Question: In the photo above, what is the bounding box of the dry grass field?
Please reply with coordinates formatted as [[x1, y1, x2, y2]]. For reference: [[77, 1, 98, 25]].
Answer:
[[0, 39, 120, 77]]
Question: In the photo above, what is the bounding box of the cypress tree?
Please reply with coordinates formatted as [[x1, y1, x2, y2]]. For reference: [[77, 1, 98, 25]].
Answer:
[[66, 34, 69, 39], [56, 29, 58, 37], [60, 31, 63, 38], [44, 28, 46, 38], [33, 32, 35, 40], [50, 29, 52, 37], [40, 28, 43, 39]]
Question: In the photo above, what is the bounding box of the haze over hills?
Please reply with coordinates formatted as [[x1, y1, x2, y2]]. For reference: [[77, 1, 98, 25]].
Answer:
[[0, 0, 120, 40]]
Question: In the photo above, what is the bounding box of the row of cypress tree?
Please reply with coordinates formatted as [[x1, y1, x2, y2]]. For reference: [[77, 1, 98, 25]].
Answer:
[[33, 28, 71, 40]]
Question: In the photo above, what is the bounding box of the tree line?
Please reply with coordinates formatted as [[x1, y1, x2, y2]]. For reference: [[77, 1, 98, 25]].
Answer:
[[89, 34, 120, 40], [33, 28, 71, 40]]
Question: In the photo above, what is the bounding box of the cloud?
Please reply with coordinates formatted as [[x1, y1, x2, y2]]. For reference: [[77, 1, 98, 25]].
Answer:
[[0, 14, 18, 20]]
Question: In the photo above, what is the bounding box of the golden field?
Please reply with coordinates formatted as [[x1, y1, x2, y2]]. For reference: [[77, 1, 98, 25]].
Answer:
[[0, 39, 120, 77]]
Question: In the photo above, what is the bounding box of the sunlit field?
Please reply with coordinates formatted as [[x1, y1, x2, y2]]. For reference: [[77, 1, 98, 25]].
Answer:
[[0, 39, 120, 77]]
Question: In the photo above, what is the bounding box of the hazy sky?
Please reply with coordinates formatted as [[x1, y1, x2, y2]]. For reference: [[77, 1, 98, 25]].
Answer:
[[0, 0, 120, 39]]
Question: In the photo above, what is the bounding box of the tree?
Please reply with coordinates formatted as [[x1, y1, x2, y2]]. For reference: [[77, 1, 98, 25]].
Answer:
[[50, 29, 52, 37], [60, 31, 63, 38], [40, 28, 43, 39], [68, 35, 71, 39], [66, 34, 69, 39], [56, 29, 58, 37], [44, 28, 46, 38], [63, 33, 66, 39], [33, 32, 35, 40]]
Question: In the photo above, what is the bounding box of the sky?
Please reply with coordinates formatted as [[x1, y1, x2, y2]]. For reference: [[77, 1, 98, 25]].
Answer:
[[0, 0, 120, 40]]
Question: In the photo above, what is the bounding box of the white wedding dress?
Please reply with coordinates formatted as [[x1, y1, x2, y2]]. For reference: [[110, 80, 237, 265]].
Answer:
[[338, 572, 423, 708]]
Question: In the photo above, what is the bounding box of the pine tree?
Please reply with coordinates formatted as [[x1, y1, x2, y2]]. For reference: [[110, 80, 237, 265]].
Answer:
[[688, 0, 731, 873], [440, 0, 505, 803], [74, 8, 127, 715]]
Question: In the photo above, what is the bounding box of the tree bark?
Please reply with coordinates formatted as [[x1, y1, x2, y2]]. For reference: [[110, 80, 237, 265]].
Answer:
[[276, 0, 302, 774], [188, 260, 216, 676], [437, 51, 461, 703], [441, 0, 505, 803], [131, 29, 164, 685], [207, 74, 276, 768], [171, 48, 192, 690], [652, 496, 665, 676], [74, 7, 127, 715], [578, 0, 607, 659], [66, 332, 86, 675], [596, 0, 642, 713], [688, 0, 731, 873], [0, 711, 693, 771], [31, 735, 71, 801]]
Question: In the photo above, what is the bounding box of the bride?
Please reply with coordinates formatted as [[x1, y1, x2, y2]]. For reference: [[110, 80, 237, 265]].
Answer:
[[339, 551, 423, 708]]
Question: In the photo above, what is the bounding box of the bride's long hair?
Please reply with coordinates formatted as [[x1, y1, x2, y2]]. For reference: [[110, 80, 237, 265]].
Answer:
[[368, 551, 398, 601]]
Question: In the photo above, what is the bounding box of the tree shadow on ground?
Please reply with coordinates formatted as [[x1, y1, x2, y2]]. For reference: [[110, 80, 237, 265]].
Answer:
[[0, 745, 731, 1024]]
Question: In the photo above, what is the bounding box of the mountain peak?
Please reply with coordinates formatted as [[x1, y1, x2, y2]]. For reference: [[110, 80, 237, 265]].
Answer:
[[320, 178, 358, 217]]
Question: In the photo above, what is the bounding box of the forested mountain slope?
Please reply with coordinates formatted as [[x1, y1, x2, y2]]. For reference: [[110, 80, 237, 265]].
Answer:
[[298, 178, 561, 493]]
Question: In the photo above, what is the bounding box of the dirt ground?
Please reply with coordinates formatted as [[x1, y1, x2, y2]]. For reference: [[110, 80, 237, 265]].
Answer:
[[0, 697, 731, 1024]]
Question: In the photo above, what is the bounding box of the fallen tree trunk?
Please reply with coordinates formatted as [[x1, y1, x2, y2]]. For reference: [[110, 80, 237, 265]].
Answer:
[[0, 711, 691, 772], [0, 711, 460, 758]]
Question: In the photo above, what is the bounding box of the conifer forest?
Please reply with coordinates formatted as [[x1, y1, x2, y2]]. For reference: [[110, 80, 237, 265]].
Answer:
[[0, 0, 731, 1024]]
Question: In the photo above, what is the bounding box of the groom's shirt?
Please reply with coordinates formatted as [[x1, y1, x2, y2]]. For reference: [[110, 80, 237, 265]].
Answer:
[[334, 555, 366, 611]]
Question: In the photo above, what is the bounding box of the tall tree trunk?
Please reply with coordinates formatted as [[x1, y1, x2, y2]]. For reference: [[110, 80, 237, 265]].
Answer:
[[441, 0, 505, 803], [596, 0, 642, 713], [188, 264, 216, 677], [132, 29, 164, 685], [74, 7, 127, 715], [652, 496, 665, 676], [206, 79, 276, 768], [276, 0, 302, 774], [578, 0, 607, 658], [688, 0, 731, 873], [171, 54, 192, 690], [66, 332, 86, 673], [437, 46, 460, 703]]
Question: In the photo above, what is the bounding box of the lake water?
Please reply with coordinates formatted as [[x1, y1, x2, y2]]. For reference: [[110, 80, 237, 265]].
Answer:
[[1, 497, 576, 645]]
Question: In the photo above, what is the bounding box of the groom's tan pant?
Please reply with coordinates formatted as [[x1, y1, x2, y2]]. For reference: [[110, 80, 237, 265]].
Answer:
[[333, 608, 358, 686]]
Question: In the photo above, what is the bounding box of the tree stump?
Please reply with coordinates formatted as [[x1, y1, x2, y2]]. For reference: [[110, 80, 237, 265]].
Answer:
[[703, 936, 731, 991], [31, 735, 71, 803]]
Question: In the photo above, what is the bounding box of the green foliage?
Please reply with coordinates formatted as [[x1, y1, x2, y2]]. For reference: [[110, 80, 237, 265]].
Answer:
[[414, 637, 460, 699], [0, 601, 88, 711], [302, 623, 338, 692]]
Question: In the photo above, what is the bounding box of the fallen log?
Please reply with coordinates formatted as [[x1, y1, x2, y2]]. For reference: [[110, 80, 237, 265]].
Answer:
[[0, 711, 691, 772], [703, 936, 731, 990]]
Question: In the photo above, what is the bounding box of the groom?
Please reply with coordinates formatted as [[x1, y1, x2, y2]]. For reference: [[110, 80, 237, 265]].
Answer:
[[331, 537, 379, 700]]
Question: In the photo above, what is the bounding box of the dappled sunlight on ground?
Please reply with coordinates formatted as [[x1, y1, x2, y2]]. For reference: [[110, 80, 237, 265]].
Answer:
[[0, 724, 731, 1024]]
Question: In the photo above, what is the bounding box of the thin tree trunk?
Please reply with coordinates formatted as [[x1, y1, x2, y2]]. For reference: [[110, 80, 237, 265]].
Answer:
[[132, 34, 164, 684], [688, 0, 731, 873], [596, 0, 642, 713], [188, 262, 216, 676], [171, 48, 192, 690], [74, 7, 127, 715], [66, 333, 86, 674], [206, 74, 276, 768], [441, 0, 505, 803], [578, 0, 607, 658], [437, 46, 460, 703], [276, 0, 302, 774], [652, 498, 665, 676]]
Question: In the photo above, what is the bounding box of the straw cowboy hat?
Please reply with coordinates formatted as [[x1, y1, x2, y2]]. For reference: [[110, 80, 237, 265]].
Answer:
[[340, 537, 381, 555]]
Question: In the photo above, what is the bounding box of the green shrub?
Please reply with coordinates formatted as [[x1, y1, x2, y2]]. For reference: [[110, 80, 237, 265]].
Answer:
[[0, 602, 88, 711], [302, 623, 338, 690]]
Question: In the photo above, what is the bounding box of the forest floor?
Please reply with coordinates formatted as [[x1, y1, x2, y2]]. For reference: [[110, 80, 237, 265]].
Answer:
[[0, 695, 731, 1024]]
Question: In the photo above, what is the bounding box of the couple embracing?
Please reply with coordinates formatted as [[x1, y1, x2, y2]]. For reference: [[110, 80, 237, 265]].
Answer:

::::

Return the lines of the records from the line containing "the tree stump?" up to and including the line containing "[[703, 936, 731, 991], [31, 735, 71, 803]]", repeated word for word.

Question: In the photo above, what is the bounding box of the tree stump?
Please reply with coordinates formatted as [[x1, y1, x2, y2]]. For reference: [[110, 80, 237, 265]].
Answer:
[[703, 936, 731, 991], [31, 735, 71, 803]]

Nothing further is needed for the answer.